What you need to do
(a) In the passage on Down Syndrome, what has caused the average life expectancy of people with Down Syndrome to rise, and what has that rise brought with it?
(b) Can you turn the paragraph beginning "Our expectations and the expectations of our children" in the passage on Down Syndrome into a short bulleted list that keeps its main facts?
(c) Write the next part of the passage on Down Syndrome, picking up after its final sentence.

Getting access to this support -- special-needs assistants, access to visual learning materials, speech therapy etc -- is a cause of worry, however.

Just this month, Andrew Boyle, whose daughter Zoe (7) has Down Syndrome, challenged Education Minister Mary Coughlan on the withdrawal of Zoe's special-needs assistance hours from 25 to five a week.

Pat Clarke, CEO of Down Syndrome Ireland, says that most of the charity's monies comes from fundraising initiatives like next month's Honey Days.

As better medical care ensures that the average life expectancy of a person with Down Syndrome has increased dramatically, it has thrown up new long-term challenges in relation to accommodation, employment and living.

"Our expectations and the expectations of our children have moved on," says Pat, whose son David (29) has Down Syndrome. "David's out there in the community, he's an excellent swimmer and has won a couple of medals for Ireland, he's at Dundalk IT three days a week and works at Tesco. He has a blue belt in Taekwondo. He could live independently. We're in the process of organising a housing association in our local area in Drogheda to do it."

The fact that the one in every 600 babies born in Ireland with Down Syndrome can now expect an average life expectancy of anything between 55 to 65/70 years can be cheering and sobering at the same time.

Information shown
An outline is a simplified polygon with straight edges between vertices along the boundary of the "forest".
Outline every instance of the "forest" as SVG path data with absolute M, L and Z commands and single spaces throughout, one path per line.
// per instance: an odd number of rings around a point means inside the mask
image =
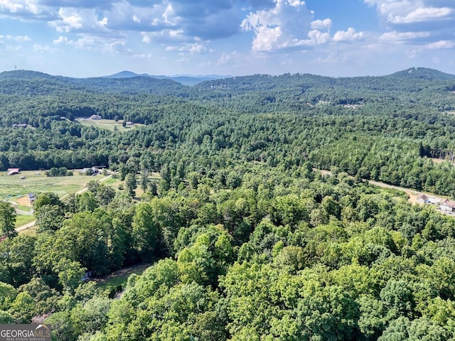
M 0 323 L 68 341 L 455 340 L 455 219 L 368 182 L 455 197 L 454 114 L 455 76 L 424 68 L 193 87 L 0 73 L 0 170 L 124 182 L 38 194 L 36 235 L 0 202 Z M 94 114 L 143 126 L 76 119 Z

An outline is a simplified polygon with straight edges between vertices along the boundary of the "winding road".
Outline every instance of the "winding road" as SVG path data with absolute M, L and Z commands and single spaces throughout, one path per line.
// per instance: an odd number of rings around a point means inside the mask
M 108 178 L 109 178 L 112 176 L 112 175 L 107 175 L 105 178 L 103 178 L 102 179 L 101 179 L 100 180 L 100 182 L 101 183 L 102 181 L 105 181 L 106 180 L 107 180 Z M 80 190 L 78 190 L 77 192 L 76 192 L 76 194 L 81 194 L 83 193 L 84 192 L 87 191 L 88 190 L 88 188 L 87 187 L 85 187 L 84 188 L 82 188 Z M 64 199 L 65 197 L 66 197 L 68 195 L 69 195 L 68 194 L 65 195 L 62 199 Z M 17 207 L 17 204 L 16 202 L 11 202 L 13 205 L 14 206 L 14 208 L 16 209 L 16 212 L 18 215 L 33 215 L 33 213 L 31 212 L 27 212 L 27 211 L 22 211 L 21 210 L 18 210 L 18 208 L 16 208 Z M 33 226 L 35 226 L 36 224 L 36 220 L 33 220 L 33 222 L 28 222 L 24 225 L 22 226 L 19 226 L 18 227 L 16 227 L 16 229 L 18 232 L 20 232 L 21 231 L 23 231 L 24 229 L 29 229 L 31 227 L 33 227 Z

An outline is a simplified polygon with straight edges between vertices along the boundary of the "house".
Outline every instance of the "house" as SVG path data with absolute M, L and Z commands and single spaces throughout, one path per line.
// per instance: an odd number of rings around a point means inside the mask
M 441 210 L 441 212 L 455 211 L 455 201 L 444 199 L 439 202 L 439 210 Z
M 87 172 L 92 175 L 97 175 L 101 171 L 105 168 L 105 166 L 94 166 L 92 167 L 87 167 L 79 170 L 79 173 L 82 174 L 87 174 Z
M 431 203 L 429 198 L 425 195 L 424 194 L 422 194 L 422 195 L 419 195 L 419 197 L 417 197 L 417 200 L 416 200 L 416 202 L 417 204 L 429 204 Z
M 8 170 L 9 175 L 15 175 L 20 173 L 21 168 L 8 168 L 6 170 Z
M 35 201 L 35 199 L 36 199 L 35 197 L 35 193 L 28 193 L 27 194 L 27 196 L 28 197 L 28 201 L 30 202 L 30 204 L 33 204 L 33 201 Z

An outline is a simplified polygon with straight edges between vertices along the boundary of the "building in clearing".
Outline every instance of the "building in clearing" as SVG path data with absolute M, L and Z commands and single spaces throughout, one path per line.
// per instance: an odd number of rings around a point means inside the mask
M 445 199 L 439 202 L 439 210 L 441 212 L 454 212 L 455 211 L 455 201 Z
M 15 175 L 21 172 L 21 168 L 8 168 L 6 170 L 9 175 Z
M 27 196 L 28 197 L 28 202 L 30 202 L 30 204 L 33 204 L 33 201 L 35 201 L 35 193 L 28 193 L 27 194 Z

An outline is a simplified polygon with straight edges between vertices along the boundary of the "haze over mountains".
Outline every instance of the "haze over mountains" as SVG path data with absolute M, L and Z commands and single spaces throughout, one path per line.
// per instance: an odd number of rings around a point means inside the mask
M 137 74 L 132 71 L 121 71 L 114 75 L 109 76 L 104 76 L 104 78 L 131 78 L 134 77 L 150 77 L 152 78 L 156 78 L 159 80 L 172 80 L 176 82 L 178 82 L 183 85 L 193 86 L 196 84 L 200 83 L 205 80 L 213 80 L 220 78 L 227 78 L 230 76 L 220 76 L 218 75 L 197 75 L 192 76 L 189 75 L 178 75 L 175 76 L 165 76 L 165 75 L 152 75 L 146 73 Z

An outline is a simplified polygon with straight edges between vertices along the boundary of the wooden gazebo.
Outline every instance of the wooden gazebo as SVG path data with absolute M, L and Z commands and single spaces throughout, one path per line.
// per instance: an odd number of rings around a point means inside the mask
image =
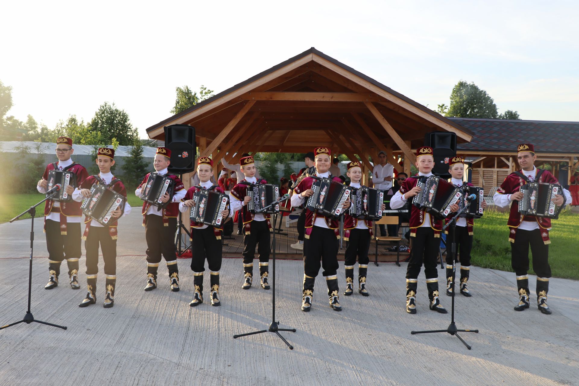
M 307 153 L 324 146 L 360 160 L 364 172 L 384 150 L 398 171 L 409 174 L 413 149 L 428 133 L 454 133 L 459 142 L 472 137 L 460 124 L 313 47 L 146 131 L 163 140 L 163 127 L 174 124 L 195 127 L 198 156 L 230 162 L 237 152 Z M 214 168 L 216 176 L 221 167 Z M 186 187 L 189 177 L 184 177 Z

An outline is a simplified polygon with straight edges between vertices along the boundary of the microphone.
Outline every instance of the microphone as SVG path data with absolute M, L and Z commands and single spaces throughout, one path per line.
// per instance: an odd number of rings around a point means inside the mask
M 55 192 L 58 192 L 62 188 L 63 186 L 60 183 L 57 183 L 56 185 L 52 187 L 52 189 L 46 192 L 47 194 L 52 194 Z
M 474 193 L 472 193 L 470 196 L 467 197 L 466 198 L 465 198 L 465 200 L 466 200 L 467 201 L 472 201 L 473 200 L 476 200 L 476 199 L 477 199 L 477 195 L 475 194 Z

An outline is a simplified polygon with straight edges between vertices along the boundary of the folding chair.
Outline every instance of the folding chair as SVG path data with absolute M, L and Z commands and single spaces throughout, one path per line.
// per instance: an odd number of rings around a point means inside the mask
M 378 234 L 378 226 L 381 224 L 393 225 L 398 223 L 398 216 L 384 216 L 382 218 L 374 222 L 374 234 Z M 376 251 L 374 254 L 374 264 L 378 266 L 378 242 L 379 241 L 396 241 L 396 265 L 400 266 L 400 241 L 402 237 L 398 236 L 375 236 L 376 238 Z

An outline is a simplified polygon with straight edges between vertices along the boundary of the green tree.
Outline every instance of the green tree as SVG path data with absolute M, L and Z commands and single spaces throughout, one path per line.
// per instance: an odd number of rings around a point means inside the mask
M 176 87 L 175 91 L 177 92 L 177 98 L 175 100 L 175 106 L 171 110 L 171 113 L 173 115 L 185 111 L 213 96 L 213 90 L 209 90 L 203 84 L 199 87 L 199 94 L 197 91 L 192 91 L 188 86 Z
M 499 114 L 499 117 L 501 119 L 521 119 L 519 113 L 512 110 L 507 110 L 502 114 Z
M 474 82 L 460 80 L 450 93 L 450 105 L 438 105 L 437 112 L 445 116 L 460 118 L 519 119 L 516 111 L 507 110 L 499 115 L 494 100 Z
M 94 113 L 89 130 L 99 133 L 100 142 L 104 144 L 111 144 L 116 138 L 119 145 L 130 146 L 138 138 L 137 128 L 133 127 L 129 114 L 108 102 L 101 105 Z
M 129 150 L 130 156 L 123 164 L 123 181 L 131 188 L 136 188 L 148 171 L 149 164 L 143 156 L 144 149 L 141 140 L 135 139 Z

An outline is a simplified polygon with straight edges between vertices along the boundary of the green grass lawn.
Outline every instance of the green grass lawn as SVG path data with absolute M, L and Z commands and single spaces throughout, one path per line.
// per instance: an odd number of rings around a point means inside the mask
M 512 271 L 511 267 L 511 245 L 507 226 L 508 212 L 491 209 L 475 220 L 474 241 L 471 253 L 472 264 L 485 268 Z M 565 211 L 559 219 L 552 222 L 549 233 L 549 263 L 553 276 L 579 280 L 579 214 Z M 529 273 L 533 271 L 529 252 Z
M 133 208 L 140 208 L 142 205 L 142 201 L 135 196 L 134 193 L 131 194 L 131 193 L 133 192 L 129 192 L 127 195 L 129 203 Z M 44 194 L 40 193 L 12 195 L 0 194 L 0 223 L 8 222 L 43 198 Z M 39 207 L 36 207 L 36 217 L 42 216 L 43 212 L 44 204 L 41 204 Z M 27 214 L 21 218 L 30 218 L 30 216 Z

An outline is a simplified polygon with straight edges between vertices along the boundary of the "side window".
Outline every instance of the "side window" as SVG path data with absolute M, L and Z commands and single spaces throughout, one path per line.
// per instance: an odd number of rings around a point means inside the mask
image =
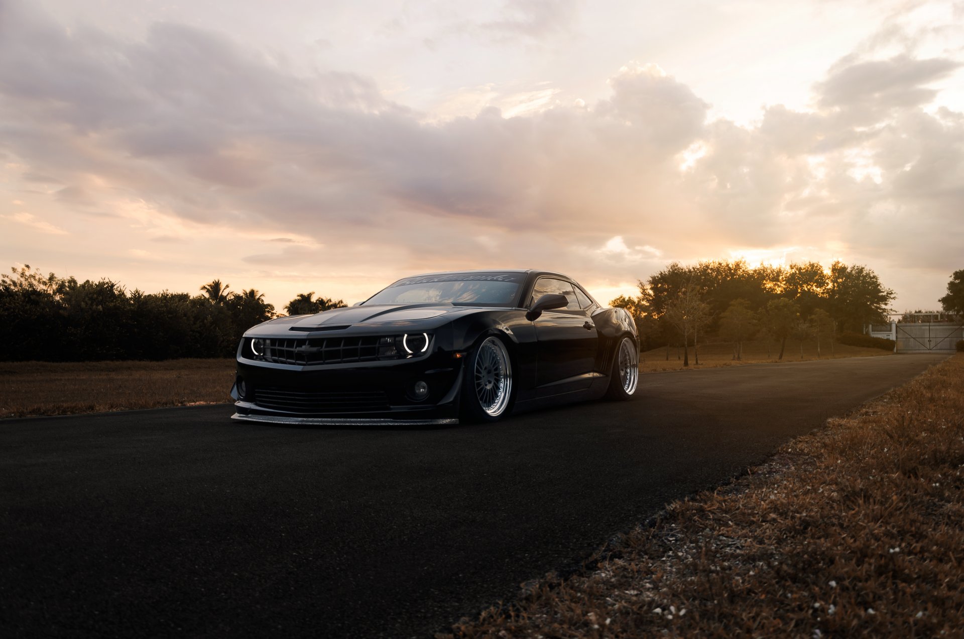
M 579 305 L 575 289 L 576 287 L 569 282 L 557 280 L 554 277 L 540 278 L 536 282 L 536 285 L 532 287 L 532 299 L 529 301 L 529 304 L 543 295 L 559 293 L 560 295 L 565 295 L 566 299 L 569 300 L 569 306 L 566 307 L 567 311 L 579 311 L 582 307 Z
M 593 300 L 589 299 L 589 296 L 579 287 L 576 287 L 576 298 L 579 300 L 579 308 L 581 309 L 587 309 L 593 303 Z

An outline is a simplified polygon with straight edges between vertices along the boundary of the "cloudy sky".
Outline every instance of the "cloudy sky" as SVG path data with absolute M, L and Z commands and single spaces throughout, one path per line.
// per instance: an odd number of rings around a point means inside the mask
M 282 305 L 840 259 L 935 308 L 964 267 L 961 25 L 961 2 L 0 0 L 0 263 Z

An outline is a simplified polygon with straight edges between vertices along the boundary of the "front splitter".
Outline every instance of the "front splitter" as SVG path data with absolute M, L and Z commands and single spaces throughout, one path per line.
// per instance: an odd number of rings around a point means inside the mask
M 458 419 L 385 419 L 354 417 L 287 417 L 282 415 L 241 415 L 234 413 L 231 419 L 244 422 L 268 422 L 271 424 L 306 424 L 318 426 L 451 426 Z

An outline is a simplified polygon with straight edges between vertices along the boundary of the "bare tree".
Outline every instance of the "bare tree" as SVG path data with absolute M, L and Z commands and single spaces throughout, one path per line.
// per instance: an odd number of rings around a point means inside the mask
M 700 300 L 694 281 L 689 280 L 666 307 L 666 319 L 683 336 L 683 365 L 689 366 L 689 336 L 709 320 L 709 309 Z
M 710 309 L 710 304 L 697 301 L 693 304 L 693 356 L 696 358 L 696 365 L 700 365 L 700 329 L 706 328 L 713 314 Z

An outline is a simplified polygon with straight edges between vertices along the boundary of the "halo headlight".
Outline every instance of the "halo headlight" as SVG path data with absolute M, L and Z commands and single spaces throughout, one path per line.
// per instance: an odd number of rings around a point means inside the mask
M 415 333 L 402 336 L 402 347 L 410 355 L 422 353 L 428 350 L 428 333 Z

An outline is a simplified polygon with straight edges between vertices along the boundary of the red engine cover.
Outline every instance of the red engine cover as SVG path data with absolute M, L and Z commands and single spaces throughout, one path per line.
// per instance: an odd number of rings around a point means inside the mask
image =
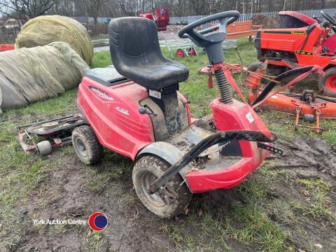
M 139 113 L 139 101 L 148 96 L 144 88 L 132 81 L 106 87 L 84 77 L 78 103 L 99 142 L 134 160 L 155 141 L 149 115 Z

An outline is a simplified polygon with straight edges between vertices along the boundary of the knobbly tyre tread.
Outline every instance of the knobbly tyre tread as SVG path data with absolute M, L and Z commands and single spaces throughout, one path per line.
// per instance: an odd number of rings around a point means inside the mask
M 336 97 L 336 92 L 327 90 L 327 87 L 326 85 L 326 81 L 327 80 L 327 79 L 332 76 L 336 75 L 336 67 L 331 67 L 329 69 L 326 70 L 324 73 L 326 74 L 324 77 L 318 77 L 318 89 L 320 90 L 325 90 L 326 95 L 328 97 Z
M 181 175 L 177 174 L 166 186 L 176 192 L 178 195 L 178 199 L 170 205 L 166 204 L 164 206 L 158 206 L 150 202 L 144 194 L 141 186 L 141 178 L 142 173 L 144 172 L 150 172 L 158 177 L 170 166 L 169 164 L 159 157 L 145 155 L 138 160 L 133 169 L 132 174 L 133 186 L 142 204 L 152 213 L 166 218 L 174 217 L 182 213 L 189 204 L 192 193 L 190 192 Z
M 79 137 L 83 142 L 88 151 L 88 155 L 84 158 L 77 151 L 75 146 L 75 138 Z M 103 157 L 103 146 L 100 144 L 93 129 L 90 125 L 78 127 L 72 132 L 72 144 L 78 158 L 86 164 L 94 164 Z

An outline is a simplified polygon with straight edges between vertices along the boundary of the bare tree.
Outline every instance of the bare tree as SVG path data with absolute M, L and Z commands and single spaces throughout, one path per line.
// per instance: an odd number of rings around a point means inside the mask
M 55 0 L 2 0 L 0 12 L 24 23 L 31 18 L 46 14 L 55 3 Z

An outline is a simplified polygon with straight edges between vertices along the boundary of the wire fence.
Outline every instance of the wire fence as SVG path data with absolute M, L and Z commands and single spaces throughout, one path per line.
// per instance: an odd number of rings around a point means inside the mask
M 318 9 L 318 10 L 297 10 L 297 12 L 307 15 L 309 17 L 316 17 L 320 20 L 324 20 L 324 18 L 321 15 L 321 10 L 323 10 L 330 15 L 332 17 L 336 17 L 336 8 L 325 8 L 325 9 Z M 264 15 L 270 18 L 275 18 L 279 15 L 279 12 L 265 12 L 260 13 L 246 13 L 241 14 L 238 22 L 239 21 L 246 21 L 251 20 L 253 15 Z M 209 15 L 200 15 L 195 16 L 188 16 L 188 17 L 170 17 L 169 21 L 171 24 L 180 24 L 182 22 L 188 22 L 188 24 L 198 20 L 201 18 L 209 16 Z
M 318 10 L 296 10 L 297 12 L 303 13 L 309 17 L 316 17 L 320 20 L 324 20 L 324 18 L 321 15 L 321 10 L 324 10 L 331 16 L 336 17 L 336 8 L 324 8 L 324 9 L 318 9 Z M 252 19 L 252 17 L 255 15 L 265 15 L 270 18 L 275 18 L 278 16 L 279 12 L 265 12 L 260 13 L 246 13 L 241 14 L 238 21 L 246 21 L 250 20 Z M 200 15 L 194 16 L 188 16 L 188 17 L 170 17 L 170 24 L 180 24 L 182 22 L 188 22 L 188 24 L 198 20 L 202 18 L 209 16 L 209 15 Z M 80 22 L 93 22 L 93 18 L 90 17 L 74 17 L 73 18 L 79 21 Z M 99 23 L 108 22 L 112 18 L 98 18 L 97 21 Z

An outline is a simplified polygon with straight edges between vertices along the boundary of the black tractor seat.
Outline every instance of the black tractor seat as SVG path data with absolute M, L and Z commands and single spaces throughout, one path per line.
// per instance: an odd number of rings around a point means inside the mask
M 113 19 L 108 34 L 112 62 L 122 76 L 153 90 L 188 79 L 187 67 L 162 55 L 154 22 L 144 18 Z

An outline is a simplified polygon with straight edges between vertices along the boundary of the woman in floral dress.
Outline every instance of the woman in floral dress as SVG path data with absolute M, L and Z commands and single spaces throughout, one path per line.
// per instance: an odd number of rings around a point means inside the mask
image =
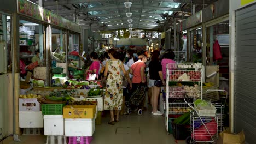
M 110 59 L 106 63 L 104 76 L 107 76 L 104 109 L 110 110 L 111 119 L 109 124 L 119 122 L 119 112 L 123 103 L 123 76 L 121 70 L 125 75 L 126 71 L 123 62 L 118 59 L 119 53 L 114 49 L 108 51 Z M 114 118 L 114 110 L 117 110 L 117 117 Z

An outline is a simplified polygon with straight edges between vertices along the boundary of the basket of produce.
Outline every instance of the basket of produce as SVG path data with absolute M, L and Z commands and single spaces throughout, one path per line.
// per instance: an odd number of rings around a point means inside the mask
M 103 95 L 103 90 L 100 88 L 90 89 L 87 93 L 88 97 L 101 97 Z
M 74 75 L 83 75 L 84 73 L 84 70 L 74 70 L 73 71 L 74 71 Z
M 74 60 L 78 60 L 79 59 L 79 57 L 77 56 L 74 56 L 74 55 L 68 55 L 68 58 L 74 59 Z
M 41 105 L 42 113 L 45 115 L 62 115 L 65 105 L 65 104 Z
M 36 61 L 27 65 L 27 69 L 31 70 L 33 69 L 37 65 L 38 65 L 38 62 Z
M 60 67 L 53 68 L 51 72 L 53 74 L 61 74 L 63 72 L 63 68 Z
M 63 53 L 62 54 L 53 52 L 53 58 L 54 59 L 60 61 L 60 62 L 63 62 L 65 61 L 65 53 Z
M 194 102 L 194 107 L 200 116 L 214 117 L 216 108 L 211 103 L 204 100 L 197 99 Z

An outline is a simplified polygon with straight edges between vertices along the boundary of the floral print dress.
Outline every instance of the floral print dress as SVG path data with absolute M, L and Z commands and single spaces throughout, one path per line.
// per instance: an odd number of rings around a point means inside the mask
M 123 76 L 120 60 L 108 61 L 108 76 L 107 79 L 104 109 L 121 110 L 123 103 Z

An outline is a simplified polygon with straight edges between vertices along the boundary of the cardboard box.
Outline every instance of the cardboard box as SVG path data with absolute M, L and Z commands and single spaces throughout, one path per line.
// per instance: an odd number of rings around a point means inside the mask
M 227 129 L 219 134 L 219 139 L 217 143 L 222 144 L 244 144 L 245 135 L 243 130 L 237 134 L 232 134 L 230 129 Z
M 39 111 L 40 104 L 37 99 L 19 99 L 19 110 L 20 111 Z
M 41 111 L 19 111 L 20 128 L 43 128 L 43 117 Z
M 96 111 L 96 103 L 93 105 L 66 105 L 63 108 L 64 118 L 93 118 Z

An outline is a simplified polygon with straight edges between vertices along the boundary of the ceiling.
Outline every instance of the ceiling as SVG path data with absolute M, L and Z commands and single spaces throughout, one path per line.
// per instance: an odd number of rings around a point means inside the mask
M 163 31 L 216 0 L 31 0 L 92 31 L 128 29 L 126 13 L 132 13 L 133 29 Z M 130 9 L 125 2 L 132 3 Z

Answer list
(a) Better medical care has caused the rise. It has brought new long-term challenges in accommodation, employment and living.

(b)
Pat says expectations, both the parents' and the children's, have moved on. Pat's son David (29) has Down Syndrome, and he:
- is out in the community
- is an excellent swimmer and has won a couple of medals for Ireland
- attends Dundalk IT three days a week
- works at Tesco
- holds a blue belt in Taekwondo
- could live independently

Pat's family is organizing a housing association in their local area in Drogheda to make that possible.

(c)
Peter Gaw, founder of the Down Syndrome Centre, says: "You get the initial shock of the diagnosis and within hours you're already thinking, 'What's going to happen when I'm not there?'"

Peter's two youngest children, daughter Tara (11) and son Harrison (9), were both born with Down Syndrome. It is important, he thinks, that parents of children with Down Syndrome are given hope and told that "it's not all doom and gloom".

"You try to get back to as normal a life as you can," says Peter. "My older two children are really good with the two young ones. We wouldn't change our family."

The Down Syndrome Centre now funds the country's first Down Syndrome liaison nurse, who works out of the National Children's Hospital in Tallaght. She reassures and informs parents when their baby is born with the condition, helping them get through what Sheila Campbell, Chief Executive of the centre, calls the "miasma" of confusion and hurt.

Beyond that, integration into mainstream schools is crucial, says May Gannon: "We might never have known a person with Down Syndrome growing up, whereas now the younger generation will tell you about Mary or Joe 'who is in my class in school and loves A, B and C'."

Down Syndrome Ireland (www.downsyndrome.ie) has 24 branches across the country. Their Boyne Valley Honey Days Campaign for October has pots of honey for sale for €2. www.downsyndromecentre.ie is a wonderful resource for people with DS and their families. They have also launched the first online charity dress shop with www.buymydress.ie


OUR STORY: Michael Gannon (30) has been a reporter for RTE's Afternoon Show and is a member of pantomime and drama groups in his home town of Newbridge, Co Kildare, but there was a time when his mother May feared he wouldn't learn to speak at all.

"I never thought I would see the day when I would say 'Would you for God's sake shut up!'" she laughs. "Which happened. In the early days, you can't imagine that happening. You can't really picture your own child as an adult."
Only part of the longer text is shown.